_Requirements_
#1 Can you copy the blog post word for word from "The joy of embarking" to "have its charms."?
#2 Which lines of the listing contain the word "single"? List each one in full.

_Text section_
-- begin --

In other other news, I’m working on a potentially BIG project. So is Kevin! (Different projects.) I will share news when/if these projects get off the ground. I feel energized. It’s Marg. Her example was powerful, and I’m lucky to have known her — a woman who used her skills and talents and personality and time here on earth to take charge, take a stand, stand up, speak out, clear and grounded in her intentions and values. Sometimes this means walking toward conflict, rather than away. Difficult decisions, taking responsibility — this is tough stuff for those of us trained to be nice and likeable. I think we need to stop fearing conflict, fearing push-back. Our power is within us, people. I feel it when I run in the mornings. I feel it when I write. I feel it when I reach out to my community. I know what I love, I know what I believe in. I know that the world will always be troubled, there will always be weariness, grief, injustice, greed, unchecked self-interest. I can’t fix that. What I can do is respond to opportunities to be otherwise, to be the change. I remember that I started coaching soccer because I noticed no moms were coaching, and I thought that was weird and a bit sad. Why did the dads get to have all the fun? Then it occurred to me — why was I complaining about it? I could just volunteer and coach! It’s pretty simple, really. If you see something that bothers you, ask yourself: can I change this? If not, can I respond in some other proactive way?
Respond with love, not fear, at every opportunity. That’s the key.
xo, Carrie
Tuesday, Jan 16, 2018 | Adventure, Art, Big Thoughts, Cartoons, Death, Drawing, Fun, Lynda Barry, Play, Writing |
Title: Finding Footing
Captions: I ran with Heather this morning. It was snowing. The snow was so deep we couldn’t find our footing. We talked about our words of the year: fire and fresh. At home, I put unmelted snow from my hair on Annie’s forehead.
(What I like about this cartoon is the image of the snowflake that appears in each panel. It creates a visual motif that links the pictures with the text. The “on” should be “onto” but when writing in pen, mistakes get made and they’re permanent. So be it.)
The joy of embarking on a new project is the mystery of what its process will unearth. It’s too early into the cartooning project to guess what’s yet to be learned by doing it. What I’ve noticed so far is that already I have a sense of how many words can fit into each panel. Brevity and clarity are paramount. Thematic clarity is valuable, but sometimes a scattered cartoon, written and drawn in haste, can have its charms.
Title: Time-Challenged
Captions: This particular cartoon is very time-challenged. Things that happened today: Forgot to pick up Angus from work … Tuned out during scripture reading at church … Walked backward into the cold wind with Calvin.

-- end --

_Exercise material_
-- begin --

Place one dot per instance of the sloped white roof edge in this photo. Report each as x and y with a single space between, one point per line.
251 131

-- end --
-- begin --

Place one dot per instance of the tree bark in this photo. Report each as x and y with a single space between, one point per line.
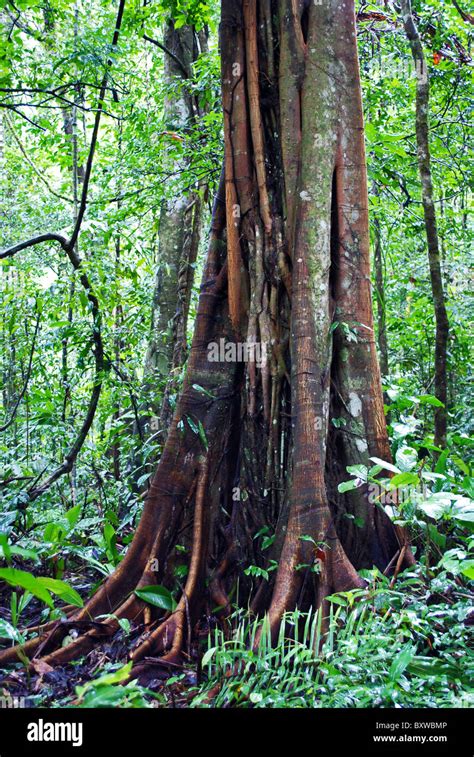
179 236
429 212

-- end --

_Results in order_
#1
The joy of embarking on a new project is the mystery of what its process will unearth. It’s too early into the cartooning project to guess what’s yet to be learned by doing it. What I’ve noticed so far is that already I have a sense of how many words can fit into each panel. Brevity and clarity are paramount. Thematic clarity is valuable, but sometimes a scattered cartoon, written and drawn in haste, can have its charms.

#2
Place one dot per instance of the sloped white roof edge in this photo. Report each as x and y with a single space between, one point per line.
Place one dot per instance of the tree bark in this photo. Report each as x and y with a single space between, one point per line.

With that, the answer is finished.